-- Records provided follows --

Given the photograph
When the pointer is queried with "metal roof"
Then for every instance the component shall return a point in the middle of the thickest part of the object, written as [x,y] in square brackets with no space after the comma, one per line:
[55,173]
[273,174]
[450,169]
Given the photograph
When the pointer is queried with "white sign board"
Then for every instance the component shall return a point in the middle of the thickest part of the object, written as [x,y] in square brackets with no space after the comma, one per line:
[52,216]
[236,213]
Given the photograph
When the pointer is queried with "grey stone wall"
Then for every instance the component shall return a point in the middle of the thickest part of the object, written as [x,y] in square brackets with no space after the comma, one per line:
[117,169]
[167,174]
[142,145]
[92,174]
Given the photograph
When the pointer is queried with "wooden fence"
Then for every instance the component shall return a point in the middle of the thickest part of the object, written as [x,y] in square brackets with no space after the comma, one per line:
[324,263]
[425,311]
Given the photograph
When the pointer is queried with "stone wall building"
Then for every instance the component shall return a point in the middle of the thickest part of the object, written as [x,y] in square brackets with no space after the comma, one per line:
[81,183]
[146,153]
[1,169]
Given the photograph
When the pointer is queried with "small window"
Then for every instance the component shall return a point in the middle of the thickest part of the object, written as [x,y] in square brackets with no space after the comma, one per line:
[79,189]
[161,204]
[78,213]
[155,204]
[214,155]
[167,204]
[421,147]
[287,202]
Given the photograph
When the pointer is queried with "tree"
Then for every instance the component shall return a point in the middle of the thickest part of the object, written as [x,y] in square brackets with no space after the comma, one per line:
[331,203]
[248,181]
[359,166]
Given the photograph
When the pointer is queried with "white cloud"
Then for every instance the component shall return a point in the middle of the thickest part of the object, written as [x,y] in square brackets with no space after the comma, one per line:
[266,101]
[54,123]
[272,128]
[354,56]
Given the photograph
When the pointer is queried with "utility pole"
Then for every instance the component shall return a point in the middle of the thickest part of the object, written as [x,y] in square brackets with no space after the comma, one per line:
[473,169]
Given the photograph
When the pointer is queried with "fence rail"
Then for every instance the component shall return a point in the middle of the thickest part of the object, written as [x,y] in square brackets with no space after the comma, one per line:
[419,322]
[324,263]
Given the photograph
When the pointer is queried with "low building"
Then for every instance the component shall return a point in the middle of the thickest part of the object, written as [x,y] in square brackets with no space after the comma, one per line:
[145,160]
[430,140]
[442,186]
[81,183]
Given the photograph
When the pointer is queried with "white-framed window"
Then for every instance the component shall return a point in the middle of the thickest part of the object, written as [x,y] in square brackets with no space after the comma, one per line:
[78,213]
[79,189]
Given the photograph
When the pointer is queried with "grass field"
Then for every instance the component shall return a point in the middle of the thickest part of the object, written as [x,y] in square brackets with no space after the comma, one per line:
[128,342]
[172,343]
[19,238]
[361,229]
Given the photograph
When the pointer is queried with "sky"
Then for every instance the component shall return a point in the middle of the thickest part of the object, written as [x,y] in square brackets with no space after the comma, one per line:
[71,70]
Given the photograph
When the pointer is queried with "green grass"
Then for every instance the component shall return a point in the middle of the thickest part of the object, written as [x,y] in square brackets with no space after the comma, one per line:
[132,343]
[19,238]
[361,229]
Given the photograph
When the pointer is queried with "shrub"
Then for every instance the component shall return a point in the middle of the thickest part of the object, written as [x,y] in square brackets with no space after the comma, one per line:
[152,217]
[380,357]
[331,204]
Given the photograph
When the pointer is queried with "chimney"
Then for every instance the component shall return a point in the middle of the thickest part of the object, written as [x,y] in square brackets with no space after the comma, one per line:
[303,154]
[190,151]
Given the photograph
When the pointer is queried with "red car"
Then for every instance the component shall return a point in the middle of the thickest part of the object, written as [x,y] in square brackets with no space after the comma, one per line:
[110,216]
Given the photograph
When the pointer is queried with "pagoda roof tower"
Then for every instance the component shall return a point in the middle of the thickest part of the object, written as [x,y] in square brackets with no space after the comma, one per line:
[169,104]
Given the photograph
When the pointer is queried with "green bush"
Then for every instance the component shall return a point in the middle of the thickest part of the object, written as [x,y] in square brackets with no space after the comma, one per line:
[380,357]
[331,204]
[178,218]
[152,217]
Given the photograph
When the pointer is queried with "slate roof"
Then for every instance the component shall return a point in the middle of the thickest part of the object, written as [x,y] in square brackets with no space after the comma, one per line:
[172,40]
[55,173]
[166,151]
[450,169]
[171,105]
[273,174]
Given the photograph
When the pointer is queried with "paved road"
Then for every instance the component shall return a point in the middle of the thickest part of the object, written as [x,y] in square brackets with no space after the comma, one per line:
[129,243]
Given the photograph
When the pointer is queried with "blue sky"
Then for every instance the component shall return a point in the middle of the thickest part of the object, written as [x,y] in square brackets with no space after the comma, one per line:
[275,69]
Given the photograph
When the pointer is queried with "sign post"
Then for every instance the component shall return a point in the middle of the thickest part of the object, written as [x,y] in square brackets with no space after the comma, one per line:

-- Records provided concluded --

● **Exercise brief**:
Each entry above, in full, should be output exactly as it reads.

● **Output of the task**:
Given the photograph
When the pointer is queried with "metal roof"
Then for every instance the component shall return a point in the middle of the thickest part of the object, written as [x,y] in square brackets with no space after the comma, one per line:
[55,173]
[273,174]
[450,169]
Given the photograph
When the pointer is queried with "white sign board"
Then for every instance the component shall return a point in the middle of the thickest part of the object, written as [x,y] in square brackets with no space after the comma, one per line:
[52,216]
[236,213]
Given the photograph
When the pointer is queried with "grey stone wall"
Then for every instance the component shall return a point in the middle of the thickest part of the object, written as [x,y] in square brackets with no space after the comma, one per line:
[117,169]
[167,174]
[142,145]
[92,174]
Given the photograph
When the pointer is queried with "wooden fence"
Then for every instance the component shall return a point in the middle of the thickest part of the object, written as [x,y] in square brackets with no space after the comma, one per line:
[324,263]
[425,311]
Given the photograph
When the pointer is queried with "stone wall building"
Then for every instance the component shall return a point in the middle of the thickest part of the object, written as [x,y] in square brackets with no space after the comma, one per line:
[81,183]
[146,153]
[1,169]
Given the photograph
When the pointer is queried with "small window"
Then for every instance the component shall return a point in the middle of the thickest part of the object, written as [x,y] in square brackets with no space after the comma, one per line:
[79,189]
[161,204]
[78,213]
[155,204]
[214,155]
[167,204]
[421,147]
[287,202]
Given the photograph
When the pointer is queried with "tree"
Then for every instance the component shall return a point in the middle of the thickest part of the object, written as [x,y] in square brackets with no space after the comma, one per line:
[331,203]
[248,181]
[359,166]
Given the photograph
When the pointer is queried with "white cloud"
Then for every instance the component shall return a point in the middle of the thickest part of the object, written as [x,y] in square brackets with no space after the comma, one per line:
[266,101]
[54,123]
[272,128]
[354,56]
Given the photograph
When the pointer is queried with "utility pole"
Then for every instance the component shall return a point in the middle of the thickest part of the object, written as [x,y] in square brackets with no space after the comma, one per line:
[473,169]
Given the photograph
When the pointer is queried with "fence rail"
Then for every instance the component shall return a point in the middle of the thickest part of the object, written as [x,y] in square brackets with no space after the comma, one per line:
[419,322]
[324,263]
Given the photograph
When the pointer is queried with "low building"
Then for every instance the component shall return a point in the middle of the thickest part of the object, written as [x,y] in square brackets with no space after the comma, one per line:
[145,160]
[430,140]
[442,186]
[81,183]
Given the photograph
When the pointer is queried with "white-framed window"
Then for every instance the component shall return a point in the middle of the thickest part of the object, written as [x,y] in square brackets with no space after the comma, one per line:
[78,213]
[79,189]
Given the photograph
When the pointer is queried with "grass field"
Then for every instance the component shall return a point in the middle of the thickest part of the object, written as [x,y] in square brackets with no space after the comma, one per line:
[128,342]
[172,343]
[19,238]
[361,229]
Given the photograph
When the pointer is queried with "sky"
Then for every instance the component shall return a point in the middle of the thickest part of the object, written as [x,y] in square brackets with no space after the comma, one per line:
[71,70]
Given the photograph
When the pointer is queried with "green grass"
Then for every instance the component shall return a point in the middle of the thickest part of the object, written as [x,y] in square brackets with no space after the comma, one per line:
[132,343]
[19,238]
[361,229]
Given the photograph
When the pointer is queried with "shrub"
Then for every instance the component shall return a point in the middle of the thickest part of the object, written as [x,y] in square brackets with no space after the comma, one per line:
[152,217]
[380,357]
[331,204]
Given the photograph
When the pointer is queried with "chimney"
Then for every instance the component shall return a point in the middle of the thickest part of the object, written as [x,y] in square brackets with no space after the comma, one per line:
[303,154]
[190,151]
Given the photograph
When the pointer is queried with "red car"
Then for every instance the component shall return a point in the middle of the thickest part of the object, written as [x,y] in square brackets with no space after the comma, one per line:
[110,216]
Given the photograph
When the pointer is queried with "pagoda roof tower"
Then for every instance the component shall return a point in the middle of the thickest part of the object, written as [x,y] in square brackets with no space after the comma, one per line:
[169,104]
Given the photograph
When the pointer is queried with "green bush"
Then for every instance the component shall return a point in the middle of the thickest part of the object, written as [x,y] in square brackets with no space after the comma, one per line:
[380,357]
[331,204]
[178,218]
[152,217]
Given the photograph
When the pointer is queried with "slate roof"
Then for every instance the component shall return a point in the middle of the thickest part of the object, written as [x,y] in square brackets with no space after the comma, one per line:
[172,40]
[55,173]
[166,151]
[450,169]
[171,105]
[273,174]
Given the photograph
When the pointer is queried with "paved road"
Then for every instance the component shall return a point in the middle of the thickest part of the object, written as [x,y] in square brackets with no space after the comma, one per line:
[129,243]
Given the photograph
When the pointer is queried with "blue sky"
Then for every instance the component shall return a point in the middle of the thickest part of the object, written as [x,y] in square brackets with no space after the comma, one per line:
[275,69]
Given the photograph
When the pointer is queried with "sign post"
Then for every instance the component shall return a point in the middle of the thickest part of the object, written as [x,y] in square brackets with no space after the comma, one per line:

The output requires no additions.